(Beginning of Task inputs)

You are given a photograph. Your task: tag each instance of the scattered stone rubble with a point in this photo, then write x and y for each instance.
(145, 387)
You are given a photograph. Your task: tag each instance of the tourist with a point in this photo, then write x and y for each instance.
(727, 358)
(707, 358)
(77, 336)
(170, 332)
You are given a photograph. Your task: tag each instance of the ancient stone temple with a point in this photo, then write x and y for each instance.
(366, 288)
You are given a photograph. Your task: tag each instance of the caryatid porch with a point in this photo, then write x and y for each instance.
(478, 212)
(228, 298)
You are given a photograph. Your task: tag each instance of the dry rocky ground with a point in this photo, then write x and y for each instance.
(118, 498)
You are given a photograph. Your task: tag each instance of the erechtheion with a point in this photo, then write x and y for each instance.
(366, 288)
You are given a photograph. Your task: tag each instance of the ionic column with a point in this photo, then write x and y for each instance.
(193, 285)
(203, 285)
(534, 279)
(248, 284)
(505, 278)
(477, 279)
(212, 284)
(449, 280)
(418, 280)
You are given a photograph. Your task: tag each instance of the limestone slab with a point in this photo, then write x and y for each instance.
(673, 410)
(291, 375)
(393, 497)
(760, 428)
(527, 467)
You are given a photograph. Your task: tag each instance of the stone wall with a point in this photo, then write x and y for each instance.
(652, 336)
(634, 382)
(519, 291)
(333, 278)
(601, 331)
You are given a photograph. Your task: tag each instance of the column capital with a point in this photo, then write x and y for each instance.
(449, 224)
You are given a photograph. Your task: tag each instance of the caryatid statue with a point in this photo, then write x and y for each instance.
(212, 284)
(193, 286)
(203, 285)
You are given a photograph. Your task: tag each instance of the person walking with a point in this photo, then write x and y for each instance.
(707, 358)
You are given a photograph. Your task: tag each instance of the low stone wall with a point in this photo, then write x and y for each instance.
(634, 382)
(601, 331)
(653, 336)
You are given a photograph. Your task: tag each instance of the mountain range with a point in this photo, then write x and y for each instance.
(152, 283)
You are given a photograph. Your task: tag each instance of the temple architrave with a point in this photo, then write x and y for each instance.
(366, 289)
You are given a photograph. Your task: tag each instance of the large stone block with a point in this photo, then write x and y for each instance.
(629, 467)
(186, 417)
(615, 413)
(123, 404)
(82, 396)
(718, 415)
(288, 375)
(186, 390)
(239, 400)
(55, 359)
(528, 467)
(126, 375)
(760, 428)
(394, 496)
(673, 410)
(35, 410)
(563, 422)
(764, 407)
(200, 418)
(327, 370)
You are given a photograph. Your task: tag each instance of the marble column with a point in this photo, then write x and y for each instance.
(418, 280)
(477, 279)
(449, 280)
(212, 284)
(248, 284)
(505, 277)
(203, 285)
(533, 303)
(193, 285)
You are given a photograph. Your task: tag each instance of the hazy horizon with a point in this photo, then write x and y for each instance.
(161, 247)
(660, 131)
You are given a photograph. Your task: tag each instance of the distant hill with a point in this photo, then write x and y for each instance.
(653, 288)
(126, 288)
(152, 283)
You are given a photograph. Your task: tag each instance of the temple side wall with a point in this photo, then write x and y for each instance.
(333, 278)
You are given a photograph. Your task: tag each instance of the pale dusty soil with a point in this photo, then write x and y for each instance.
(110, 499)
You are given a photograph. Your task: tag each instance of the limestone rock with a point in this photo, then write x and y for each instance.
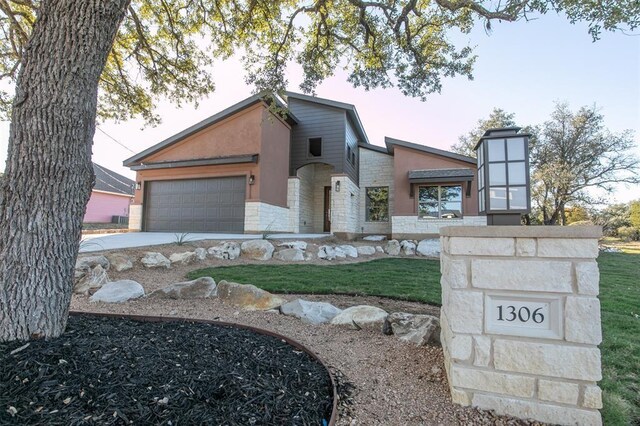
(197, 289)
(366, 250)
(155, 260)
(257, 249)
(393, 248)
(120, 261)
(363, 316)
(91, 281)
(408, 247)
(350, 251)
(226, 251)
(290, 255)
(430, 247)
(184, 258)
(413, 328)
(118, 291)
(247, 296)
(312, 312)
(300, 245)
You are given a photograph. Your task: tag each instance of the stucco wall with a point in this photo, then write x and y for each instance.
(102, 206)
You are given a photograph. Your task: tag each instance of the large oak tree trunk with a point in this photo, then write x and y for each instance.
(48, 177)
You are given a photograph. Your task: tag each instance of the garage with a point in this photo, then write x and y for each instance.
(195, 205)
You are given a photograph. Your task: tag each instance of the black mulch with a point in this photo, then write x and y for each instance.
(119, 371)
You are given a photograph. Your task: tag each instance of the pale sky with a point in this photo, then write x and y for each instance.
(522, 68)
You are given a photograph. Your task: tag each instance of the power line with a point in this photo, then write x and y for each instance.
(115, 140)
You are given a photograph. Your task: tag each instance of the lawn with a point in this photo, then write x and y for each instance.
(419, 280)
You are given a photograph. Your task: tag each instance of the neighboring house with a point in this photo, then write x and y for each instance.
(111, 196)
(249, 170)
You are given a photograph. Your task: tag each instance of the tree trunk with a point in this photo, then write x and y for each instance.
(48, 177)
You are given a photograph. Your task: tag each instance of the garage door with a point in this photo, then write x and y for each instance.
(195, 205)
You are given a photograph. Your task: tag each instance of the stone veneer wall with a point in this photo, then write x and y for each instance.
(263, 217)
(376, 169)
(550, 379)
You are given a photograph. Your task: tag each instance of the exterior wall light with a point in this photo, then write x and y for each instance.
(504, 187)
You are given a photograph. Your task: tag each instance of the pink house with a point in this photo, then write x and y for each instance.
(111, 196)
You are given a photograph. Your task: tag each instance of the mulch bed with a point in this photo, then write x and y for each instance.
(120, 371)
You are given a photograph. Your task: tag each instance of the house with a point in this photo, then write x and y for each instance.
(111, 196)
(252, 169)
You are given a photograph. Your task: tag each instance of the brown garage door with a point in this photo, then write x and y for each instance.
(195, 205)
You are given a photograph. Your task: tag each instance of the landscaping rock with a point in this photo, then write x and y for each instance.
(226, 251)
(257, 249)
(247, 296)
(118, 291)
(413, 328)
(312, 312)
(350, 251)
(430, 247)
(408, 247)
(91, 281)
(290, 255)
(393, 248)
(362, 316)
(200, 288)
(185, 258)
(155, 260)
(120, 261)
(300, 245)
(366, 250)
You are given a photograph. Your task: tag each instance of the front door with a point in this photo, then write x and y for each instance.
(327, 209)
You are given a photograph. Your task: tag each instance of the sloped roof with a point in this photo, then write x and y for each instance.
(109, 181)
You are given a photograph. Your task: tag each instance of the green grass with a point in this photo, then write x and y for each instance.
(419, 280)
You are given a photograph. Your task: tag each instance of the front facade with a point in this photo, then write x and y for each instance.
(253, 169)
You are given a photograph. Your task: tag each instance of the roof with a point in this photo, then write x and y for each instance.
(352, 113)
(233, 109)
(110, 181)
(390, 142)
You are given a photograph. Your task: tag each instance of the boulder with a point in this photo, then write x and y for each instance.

(End of Task inputs)

> Activity
Once the pictures are set aside, repeat the remaining data word for word.

> Task answer
You are given a photograph. Your task: tag each instance of the scattered stone rubble with a point in this photo, then write x and y for each instance.
(145, 387)
You are given a photograph. Your task: tag each instance of the tourist with a point in this photo, then write x and y for each instance.
(727, 358)
(707, 358)
(77, 336)
(170, 332)
You are given a photograph. Your task: tag each instance of the ancient stone temple with a point in this photo, then write x and y for each instance.
(366, 288)
You are given a photograph. Your task: tag each instance of the caryatid porch with a point in this photo, then write x and y for each instance.
(478, 212)
(228, 298)
You are given a photograph. Your task: tag each instance of the dry rocky ground with a point in this photo, then write x and y for each instance.
(118, 498)
You are given a photograph. Your task: tag each instance of the erechtheion with a point in this photo, then write x and y for each instance.
(366, 288)
You are given a photograph. Your task: tag each instance of the ionic column with a point in this photo, then write x and y for each instance.
(193, 285)
(203, 285)
(534, 279)
(248, 284)
(505, 278)
(477, 279)
(212, 284)
(449, 280)
(418, 280)
You are given a photograph. Your task: tag each instance of the limestone slab with a point in this photo, then write x and y for each instance.
(673, 410)
(291, 375)
(393, 497)
(760, 428)
(527, 467)
You are given a photograph. Your task: tag each instance of the stone wall with a point in this photo, then write x and y for each instance.
(652, 336)
(634, 382)
(519, 291)
(333, 278)
(601, 331)
You are given a photograph. Your task: tag each instance of the column capital with a point in this photo, then write x and y for each instance.
(449, 224)
You are given a photograph. Your task: tag each instance of the caryatid statue with a point in this photo, then write x and y for each instance.
(212, 284)
(193, 286)
(203, 285)
You are given a photograph. Your task: tag each instance of the person walking with a point in this photo, then write x and y for each instance.
(707, 358)
You are given a photograph. Your task: tag each instance of the low stone wall with a point in this photo, then write x and y for each instance.
(634, 382)
(601, 331)
(653, 336)
You are given a photograph. Your task: tag each instance of the mountain range with a point in this photo, then write x and y for each instance.
(152, 283)
You are given a photograph. Your task: tag each instance of the temple architrave with a point in this photo, then write x and y for each instance.
(366, 289)
You are given a photograph. Your task: tag each instance of the large stone block with a point in this photo, then write x and y for each instance.
(629, 467)
(186, 417)
(615, 413)
(123, 404)
(82, 396)
(718, 415)
(288, 375)
(186, 390)
(239, 400)
(55, 359)
(528, 467)
(126, 375)
(760, 428)
(394, 496)
(673, 410)
(35, 410)
(563, 422)
(764, 407)
(200, 418)
(327, 370)
You are given a photograph. Your task: tag each instance of the marble column with a point in this photo, then write x and y for each instance.
(418, 280)
(477, 279)
(449, 280)
(212, 284)
(248, 284)
(505, 277)
(203, 285)
(533, 303)
(193, 285)
You are given a photograph. Your task: tag each instance of the hazy horizon with a point in this photo, then write x and y for each instance.
(161, 247)
(660, 131)
You are given a photograph. Your task: tag each instance of the distant hill with a point in this photo, then write x and y for each instance.
(653, 288)
(126, 288)
(152, 283)
You are given a photograph. Your task: tag each instance of the temple side wall with a point in this photo, then write x and y for each instance.
(333, 278)
You are given a photograph. Your task: tag each instance of the pale dusty soil with a point in this photo, then write x and y for each instance.
(110, 499)
You are given a photograph. Your task: tag each instance of the limestone rock with a point in this photo, then write x and y for each instance.
(197, 289)
(366, 250)
(155, 260)
(257, 249)
(393, 248)
(120, 261)
(363, 316)
(91, 281)
(408, 247)
(350, 251)
(226, 251)
(290, 255)
(430, 247)
(184, 258)
(413, 328)
(118, 291)
(247, 296)
(312, 312)
(300, 245)
You are given a photograph. Your task: tag each instance of the stucco wall with a point in this photo, then write x and y for each instance.
(102, 206)
You are given a photograph. Your task: tag each instance of the large oak tree trunk with a point in this photo, then write x and y for each instance.
(48, 177)
You are given a photograph. Your task: tag each instance of the garage with a point in this photo, then write x and y for each instance.
(195, 205)
You are given a photograph. Your task: tag each instance of the black mulch with a point in this photo, then write x and y for each instance.
(119, 371)
You are given a photograph. Your task: tag each instance of the pale sky with a point in this photo, then write x and y for each instance.
(522, 68)
You are given a photograph. Your task: tag each instance of the power line with a point in this photo, then write x and y for each instance.
(115, 140)
You are given a photograph. Your task: tag each instance of the lawn with a point in this photo, then write x and y for each instance.
(419, 280)
You are given a photograph. Your task: tag each instance of the neighboring house with a point in this photo, then write x and y for each instance.
(111, 196)
(249, 170)
You are given a photograph. Your task: tag each instance of the tree trunk with a point in this photo, then write x and y for each instance.
(48, 177)
You are given a photograph. Your task: tag each instance of the garage door with a point in this photo, then write x and y for each instance.
(195, 205)
You are given a photograph. Your task: tag each instance of the stone veneer wall with a point in this photo, then write x and y for each instance.
(263, 217)
(376, 169)
(550, 379)
You are given a photograph. Your task: tag each instance of the exterior wall light with a point in this photo, then write x and y for each instance.
(504, 187)
You are given a photograph. Your task: tag each instance of the pink house with a point in this photo, then write x and y for each instance.
(111, 196)
You are given a photograph. Your task: tag each instance of the mulch bed with a point in this photo, then write x and y for each instance.
(120, 371)
You are given a photograph. Your task: tag each instance of the house with a point in this photo, then write x and y for each instance.
(111, 196)
(252, 169)
You are given a photograph. Your task: tag each instance of the brown garage door with a point in this photo, then write x and y for each instance.
(195, 205)
You are given a photograph. Your task: tag each instance of the landscaping rock with a point in this photo, then write x and y for each instance.
(226, 251)
(257, 249)
(247, 296)
(118, 291)
(413, 328)
(312, 312)
(350, 251)
(430, 247)
(408, 247)
(91, 281)
(290, 255)
(393, 248)
(362, 316)
(200, 288)
(185, 258)
(155, 260)
(120, 261)
(300, 245)
(366, 250)
You are given a photograph. Your task: tag each instance of the front door with a point in this photo, then write x and y for each instance.
(327, 209)
You are given a photograph. Your task: tag each instance of the sloped roof with a point in this photo, then write x and y for each instance.
(109, 181)
You are given a photograph. Your task: tag each instance of the green grass with a point in this photo, then write x and y for each instance.
(419, 280)
You are given a photograph. Your task: tag each instance of the front facade with a point in this photo, then write x and y for each instance.
(253, 169)
You are given a photograph. Your task: tag each instance of the roof with a point in this photo, then write x and y for each instance.
(352, 113)
(233, 109)
(110, 181)
(390, 142)
You are given a photograph. Your task: tag each instance of the boulder with a point in this photo, then write x and y for each instance.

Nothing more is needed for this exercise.